## Kutipan Halaman
════════

Pilpres 2009, bagi saya tidaklah sulit menentukan pilihan. Nomor urut pertama, Mega-Prabowo bagi saya tidak menarik. Di antara alasannya adalah karena figur Prabowo yang belum terlalu lama mengorbit di jagat politik tanah air. Artinya, belum diketahui bagaimana track record-nya. Satu yang paling mudah diingat adalah dia mantan tentara yang disebut-sebut melanggar HAM di Timtim, selain dekat dengan dan benderanya “dikibarkan” oleh era orde baru yang jelas bukan nilai plus.

════════

## Data yang Diberikan
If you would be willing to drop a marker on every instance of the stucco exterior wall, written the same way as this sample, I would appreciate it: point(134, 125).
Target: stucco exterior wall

════════

## Tugas Tertulis A
Jawab pertanyaan berikut berdasarkan kutipan halaman.
(i) Pasangan mana yang mendapat nomor urut pertama?
(ii) Di mana Prabowo disebut-sebut melanggar HAM?
(iii) Apa pekerjaan Prabowo sebelumnya menurut kutipan itu?
## Tugas Tertulis B
Ubah bagian kutipan halaman yang dimulai dengan "Pilpres 2009, bagi" dan berlanjut sampai "bukan nilai plus.", lalu tulis ulang dengan "tentara" diganti "prajurit".

## Jawaban yang Diharapkan A
(i) Mega-Prabowo
(ii) Di Timtim
(iii) Tentara

## Jawaban yang Diharapkan B
Pilpres 2009, bagi saya tidaklah sulit menentukan pilihan. Nomor urut pertama, Mega-Prabowo bagi saya tidak menarik. Di antara alasannya adalah karena figur Prabowo yang belum terlalu lama mengorbit di jagat politik tanah air. Artinya, belum diketahui bagaimana track record-nya. Satu yang paling mudah diingat adalah dia mantan prajurit yang disebut-sebut melanggar HAM di Timtim, selain dekat dengan dan benderanya “dikibarkan” oleh era orde baru yang jelas bukan nilai plus.